Brano documento –
· · · · ·

Crollo ad Atrani: tre condanne per la morte di Carmine Abate

Il tribunale di Salerno ha condannato per crollo colposo e omicidio colposo i titolari del ristorante e il proprietario del tratto di costone crollato

Quindici anni di carcere erano stati chiesti dalla Procura di Salerno per nove dei dieci imputati nel processo per la morte di Carmine Abate, lo chef del ristorante “Zaccaria” di Atrani che il 2 gennaio del 2010 perse la vita nel crollo del costone roccioso che investì il locale.

La sentenza

Oggi il tribunale di Salerno  ha condannato per crollo colposo e omicidio colposo ad un anno i ristoratori Z. P. e A. S. (per cui erano stati chiesti rispettivamente due anni e quattro mesi e un anno e sei mesi), mentre il proprietario del tratto di costone crollato, A.B, è stata inflitta una condanna ad un anno e sei mesi (la Procura aveva chiesto due anni e sei mesi). Prevista anche una provvisionale di 250 mila euro complessiva per le parti civili costituitesi nel processo. Assolti gli altri imputati per non aver commesso il fatto. Entro ottanta giorni saranno rese pubbliche le motivazioni.

· · · · ·

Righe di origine

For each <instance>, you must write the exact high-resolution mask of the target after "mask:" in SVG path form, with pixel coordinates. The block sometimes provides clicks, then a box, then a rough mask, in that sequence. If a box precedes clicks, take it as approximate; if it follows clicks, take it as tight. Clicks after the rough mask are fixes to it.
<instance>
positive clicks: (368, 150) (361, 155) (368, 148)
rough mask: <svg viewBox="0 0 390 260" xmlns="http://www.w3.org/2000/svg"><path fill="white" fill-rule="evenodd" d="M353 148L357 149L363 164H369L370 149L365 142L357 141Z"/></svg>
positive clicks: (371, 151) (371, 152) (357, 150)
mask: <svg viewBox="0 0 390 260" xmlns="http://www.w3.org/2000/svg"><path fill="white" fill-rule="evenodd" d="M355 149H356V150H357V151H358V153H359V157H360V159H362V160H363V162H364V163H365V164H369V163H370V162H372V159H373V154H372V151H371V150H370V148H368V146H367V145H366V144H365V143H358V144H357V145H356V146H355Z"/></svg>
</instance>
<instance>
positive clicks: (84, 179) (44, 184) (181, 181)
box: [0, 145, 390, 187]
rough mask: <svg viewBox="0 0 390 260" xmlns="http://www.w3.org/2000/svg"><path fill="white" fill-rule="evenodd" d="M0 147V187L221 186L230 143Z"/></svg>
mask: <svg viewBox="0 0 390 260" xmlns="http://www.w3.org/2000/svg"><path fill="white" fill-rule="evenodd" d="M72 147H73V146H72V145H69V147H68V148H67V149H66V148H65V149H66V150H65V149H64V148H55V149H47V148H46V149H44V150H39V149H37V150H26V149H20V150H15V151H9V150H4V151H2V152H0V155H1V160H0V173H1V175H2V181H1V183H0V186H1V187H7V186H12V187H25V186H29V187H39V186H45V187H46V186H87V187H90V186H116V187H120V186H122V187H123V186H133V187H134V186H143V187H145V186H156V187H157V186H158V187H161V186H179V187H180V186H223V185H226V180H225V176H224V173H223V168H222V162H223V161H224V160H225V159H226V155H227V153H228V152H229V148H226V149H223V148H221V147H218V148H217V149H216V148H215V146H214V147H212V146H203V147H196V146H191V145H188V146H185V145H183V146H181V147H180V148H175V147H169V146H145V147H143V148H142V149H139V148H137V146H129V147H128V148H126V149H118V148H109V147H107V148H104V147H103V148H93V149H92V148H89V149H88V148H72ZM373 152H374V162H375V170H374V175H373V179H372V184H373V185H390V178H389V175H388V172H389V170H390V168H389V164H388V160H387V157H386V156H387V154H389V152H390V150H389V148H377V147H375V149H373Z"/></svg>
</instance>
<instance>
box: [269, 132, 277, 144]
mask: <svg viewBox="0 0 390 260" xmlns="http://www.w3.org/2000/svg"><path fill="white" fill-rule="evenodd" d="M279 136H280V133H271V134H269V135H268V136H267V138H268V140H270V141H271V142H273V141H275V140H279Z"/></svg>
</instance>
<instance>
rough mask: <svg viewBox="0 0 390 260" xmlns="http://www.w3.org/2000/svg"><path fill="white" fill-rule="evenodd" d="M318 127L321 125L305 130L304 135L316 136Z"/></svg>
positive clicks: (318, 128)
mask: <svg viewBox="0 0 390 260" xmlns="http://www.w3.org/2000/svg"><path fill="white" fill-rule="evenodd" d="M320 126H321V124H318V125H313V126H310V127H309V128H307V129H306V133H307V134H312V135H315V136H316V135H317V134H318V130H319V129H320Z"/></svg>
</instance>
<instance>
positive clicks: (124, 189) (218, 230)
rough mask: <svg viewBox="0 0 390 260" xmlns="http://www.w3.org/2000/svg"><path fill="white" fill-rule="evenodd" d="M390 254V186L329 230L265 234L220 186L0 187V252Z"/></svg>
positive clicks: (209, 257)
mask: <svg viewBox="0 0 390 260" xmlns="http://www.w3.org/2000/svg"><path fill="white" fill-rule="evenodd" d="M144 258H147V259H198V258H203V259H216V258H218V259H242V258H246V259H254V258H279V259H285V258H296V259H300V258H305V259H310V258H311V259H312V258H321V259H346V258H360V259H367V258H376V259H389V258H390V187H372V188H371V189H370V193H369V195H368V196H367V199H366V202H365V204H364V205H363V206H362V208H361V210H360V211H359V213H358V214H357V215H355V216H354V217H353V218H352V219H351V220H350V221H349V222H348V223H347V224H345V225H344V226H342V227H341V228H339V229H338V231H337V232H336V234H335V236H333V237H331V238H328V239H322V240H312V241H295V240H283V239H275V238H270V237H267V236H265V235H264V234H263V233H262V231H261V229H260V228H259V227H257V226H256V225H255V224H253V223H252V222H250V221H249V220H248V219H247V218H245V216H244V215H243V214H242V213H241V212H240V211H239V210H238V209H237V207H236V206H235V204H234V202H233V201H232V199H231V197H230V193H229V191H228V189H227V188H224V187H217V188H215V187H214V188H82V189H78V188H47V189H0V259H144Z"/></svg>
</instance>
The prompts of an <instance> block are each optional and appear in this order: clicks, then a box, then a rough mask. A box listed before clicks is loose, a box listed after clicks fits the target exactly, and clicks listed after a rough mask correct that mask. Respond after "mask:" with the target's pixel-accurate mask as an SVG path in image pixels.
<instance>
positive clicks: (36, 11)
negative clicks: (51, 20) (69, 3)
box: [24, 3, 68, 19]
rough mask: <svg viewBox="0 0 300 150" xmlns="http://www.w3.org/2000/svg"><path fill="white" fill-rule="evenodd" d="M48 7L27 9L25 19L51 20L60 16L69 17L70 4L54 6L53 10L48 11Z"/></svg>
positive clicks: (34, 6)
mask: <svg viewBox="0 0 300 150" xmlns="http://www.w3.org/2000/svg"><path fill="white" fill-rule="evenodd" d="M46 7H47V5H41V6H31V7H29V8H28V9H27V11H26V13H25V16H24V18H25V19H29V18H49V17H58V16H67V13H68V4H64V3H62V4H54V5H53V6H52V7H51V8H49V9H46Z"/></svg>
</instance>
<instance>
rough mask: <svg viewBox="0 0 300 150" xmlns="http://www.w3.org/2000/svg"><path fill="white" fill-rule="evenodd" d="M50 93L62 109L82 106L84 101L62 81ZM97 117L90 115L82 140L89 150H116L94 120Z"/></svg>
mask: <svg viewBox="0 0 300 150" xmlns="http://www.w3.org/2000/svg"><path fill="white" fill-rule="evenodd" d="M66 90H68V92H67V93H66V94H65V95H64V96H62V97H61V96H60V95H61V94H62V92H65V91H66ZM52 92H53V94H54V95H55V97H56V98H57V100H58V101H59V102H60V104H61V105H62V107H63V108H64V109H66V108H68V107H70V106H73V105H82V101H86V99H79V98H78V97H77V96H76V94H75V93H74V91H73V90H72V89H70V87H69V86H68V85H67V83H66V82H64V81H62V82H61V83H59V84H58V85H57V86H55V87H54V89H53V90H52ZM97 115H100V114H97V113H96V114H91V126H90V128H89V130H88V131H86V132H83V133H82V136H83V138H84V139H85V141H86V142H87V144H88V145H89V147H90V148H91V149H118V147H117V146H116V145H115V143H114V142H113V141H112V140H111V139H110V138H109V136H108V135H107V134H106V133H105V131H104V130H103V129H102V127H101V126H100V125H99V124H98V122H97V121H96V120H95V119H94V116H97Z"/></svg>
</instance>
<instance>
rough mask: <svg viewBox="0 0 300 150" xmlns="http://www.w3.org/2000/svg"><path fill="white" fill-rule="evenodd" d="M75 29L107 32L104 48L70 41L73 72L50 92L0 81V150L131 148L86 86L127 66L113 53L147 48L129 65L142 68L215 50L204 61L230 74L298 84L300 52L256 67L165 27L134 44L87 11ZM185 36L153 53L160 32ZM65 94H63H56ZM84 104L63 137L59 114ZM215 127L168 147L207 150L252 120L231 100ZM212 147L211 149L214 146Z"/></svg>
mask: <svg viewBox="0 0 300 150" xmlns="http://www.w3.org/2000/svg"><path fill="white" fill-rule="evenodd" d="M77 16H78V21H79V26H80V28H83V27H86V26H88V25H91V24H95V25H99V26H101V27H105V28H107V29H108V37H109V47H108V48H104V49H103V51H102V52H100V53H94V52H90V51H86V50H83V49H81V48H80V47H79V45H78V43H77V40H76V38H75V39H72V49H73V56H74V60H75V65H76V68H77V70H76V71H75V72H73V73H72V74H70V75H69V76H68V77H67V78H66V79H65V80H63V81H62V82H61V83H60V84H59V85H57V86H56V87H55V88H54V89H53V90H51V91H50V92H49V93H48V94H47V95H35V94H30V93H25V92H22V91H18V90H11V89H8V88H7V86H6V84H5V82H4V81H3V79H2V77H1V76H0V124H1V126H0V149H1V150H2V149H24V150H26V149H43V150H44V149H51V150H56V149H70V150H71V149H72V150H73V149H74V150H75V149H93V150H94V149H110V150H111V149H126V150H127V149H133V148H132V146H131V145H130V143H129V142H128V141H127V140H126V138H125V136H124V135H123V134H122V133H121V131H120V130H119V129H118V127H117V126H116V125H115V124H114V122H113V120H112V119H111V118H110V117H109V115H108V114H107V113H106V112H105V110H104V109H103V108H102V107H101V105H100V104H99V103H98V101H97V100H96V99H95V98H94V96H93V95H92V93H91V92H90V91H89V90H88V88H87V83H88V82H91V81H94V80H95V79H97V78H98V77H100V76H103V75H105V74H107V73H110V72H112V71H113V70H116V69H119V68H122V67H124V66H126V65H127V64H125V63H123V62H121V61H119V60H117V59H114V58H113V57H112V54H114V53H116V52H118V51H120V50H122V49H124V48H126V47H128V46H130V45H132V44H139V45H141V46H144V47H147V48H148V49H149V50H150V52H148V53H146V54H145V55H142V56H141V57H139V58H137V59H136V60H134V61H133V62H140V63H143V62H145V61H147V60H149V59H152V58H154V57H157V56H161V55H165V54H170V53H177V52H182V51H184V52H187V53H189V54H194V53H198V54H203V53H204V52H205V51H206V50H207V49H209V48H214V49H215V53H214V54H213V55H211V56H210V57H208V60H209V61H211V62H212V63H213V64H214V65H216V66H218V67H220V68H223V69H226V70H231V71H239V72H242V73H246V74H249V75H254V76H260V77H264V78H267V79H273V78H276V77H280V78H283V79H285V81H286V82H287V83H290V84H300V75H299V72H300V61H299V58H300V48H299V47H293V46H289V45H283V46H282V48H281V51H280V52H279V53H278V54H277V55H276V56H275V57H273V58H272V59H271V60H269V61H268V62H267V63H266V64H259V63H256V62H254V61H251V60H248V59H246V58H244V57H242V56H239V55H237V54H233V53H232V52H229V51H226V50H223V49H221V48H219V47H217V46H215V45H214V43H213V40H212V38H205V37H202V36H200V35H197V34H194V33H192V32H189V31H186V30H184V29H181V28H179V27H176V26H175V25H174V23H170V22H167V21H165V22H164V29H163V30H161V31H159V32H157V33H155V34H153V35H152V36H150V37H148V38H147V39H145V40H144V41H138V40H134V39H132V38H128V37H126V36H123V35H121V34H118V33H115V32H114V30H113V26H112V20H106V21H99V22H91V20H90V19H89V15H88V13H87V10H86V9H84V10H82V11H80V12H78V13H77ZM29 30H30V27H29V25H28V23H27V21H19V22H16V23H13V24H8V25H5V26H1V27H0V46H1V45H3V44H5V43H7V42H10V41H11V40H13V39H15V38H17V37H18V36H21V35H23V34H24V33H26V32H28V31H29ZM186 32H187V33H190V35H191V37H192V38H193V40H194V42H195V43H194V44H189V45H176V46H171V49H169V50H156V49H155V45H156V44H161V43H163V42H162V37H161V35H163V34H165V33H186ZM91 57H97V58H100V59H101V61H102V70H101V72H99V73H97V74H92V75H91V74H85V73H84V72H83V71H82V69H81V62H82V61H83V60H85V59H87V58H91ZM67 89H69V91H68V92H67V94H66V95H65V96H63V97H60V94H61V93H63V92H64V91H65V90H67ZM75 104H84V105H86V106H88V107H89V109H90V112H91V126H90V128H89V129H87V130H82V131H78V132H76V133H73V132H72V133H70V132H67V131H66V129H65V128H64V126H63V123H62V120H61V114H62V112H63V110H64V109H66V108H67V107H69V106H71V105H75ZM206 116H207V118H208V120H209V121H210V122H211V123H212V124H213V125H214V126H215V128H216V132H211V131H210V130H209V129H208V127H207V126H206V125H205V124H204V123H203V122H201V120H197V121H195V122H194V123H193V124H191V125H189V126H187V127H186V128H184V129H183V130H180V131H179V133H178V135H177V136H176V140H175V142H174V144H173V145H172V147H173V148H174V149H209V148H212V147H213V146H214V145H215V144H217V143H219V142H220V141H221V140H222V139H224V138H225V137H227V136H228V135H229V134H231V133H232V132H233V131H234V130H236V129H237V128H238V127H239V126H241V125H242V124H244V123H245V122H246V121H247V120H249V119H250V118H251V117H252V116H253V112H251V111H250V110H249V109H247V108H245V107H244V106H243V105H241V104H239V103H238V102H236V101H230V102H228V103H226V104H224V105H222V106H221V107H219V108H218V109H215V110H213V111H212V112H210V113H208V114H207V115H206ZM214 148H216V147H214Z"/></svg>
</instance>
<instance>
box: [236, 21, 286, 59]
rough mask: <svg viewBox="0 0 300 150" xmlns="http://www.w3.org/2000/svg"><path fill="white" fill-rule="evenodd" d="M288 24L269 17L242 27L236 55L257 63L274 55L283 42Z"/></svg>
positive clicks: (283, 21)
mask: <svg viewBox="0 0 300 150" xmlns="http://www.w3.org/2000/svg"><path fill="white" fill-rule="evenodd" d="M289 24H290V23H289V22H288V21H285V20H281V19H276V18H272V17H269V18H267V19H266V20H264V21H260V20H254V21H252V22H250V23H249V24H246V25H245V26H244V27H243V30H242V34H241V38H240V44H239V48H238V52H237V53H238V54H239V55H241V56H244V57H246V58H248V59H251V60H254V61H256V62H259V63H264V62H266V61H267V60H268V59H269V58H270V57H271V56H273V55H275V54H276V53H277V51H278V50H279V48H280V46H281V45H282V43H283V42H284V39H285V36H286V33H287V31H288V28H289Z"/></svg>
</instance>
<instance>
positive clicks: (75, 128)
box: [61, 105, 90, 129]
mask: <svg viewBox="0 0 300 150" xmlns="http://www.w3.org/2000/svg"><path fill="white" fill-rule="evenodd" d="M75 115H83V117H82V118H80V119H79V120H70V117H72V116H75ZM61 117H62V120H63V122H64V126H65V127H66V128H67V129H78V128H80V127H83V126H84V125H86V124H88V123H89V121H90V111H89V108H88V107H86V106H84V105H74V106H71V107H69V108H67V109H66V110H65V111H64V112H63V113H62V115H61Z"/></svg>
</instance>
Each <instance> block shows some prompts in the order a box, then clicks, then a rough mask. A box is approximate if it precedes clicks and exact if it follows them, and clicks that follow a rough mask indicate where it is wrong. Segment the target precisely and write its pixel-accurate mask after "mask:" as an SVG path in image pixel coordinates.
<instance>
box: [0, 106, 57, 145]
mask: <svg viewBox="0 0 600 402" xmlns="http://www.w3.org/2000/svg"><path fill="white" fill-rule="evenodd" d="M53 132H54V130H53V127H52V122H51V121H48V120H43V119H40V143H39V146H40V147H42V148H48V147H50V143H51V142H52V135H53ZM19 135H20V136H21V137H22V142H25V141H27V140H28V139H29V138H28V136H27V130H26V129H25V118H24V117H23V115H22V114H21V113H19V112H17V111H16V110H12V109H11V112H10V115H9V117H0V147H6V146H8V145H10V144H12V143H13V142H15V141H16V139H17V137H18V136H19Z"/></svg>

· · · · ·

Compito 1 – Secondo il brano sul crollo di Atrani, quali imputati sono stati condannati dal tribunale di Salerno, e a quale pena ciascuno?
Compito 2 – In che data, secondo il brano sul crollo di Atrani, Carmine Abate perse la vita?

Risultato 1 –
Z. P.: un anno
A. S.: un anno
A.B: un anno e sei mesi

Risultato 2 – Il 2 gennaio 2010.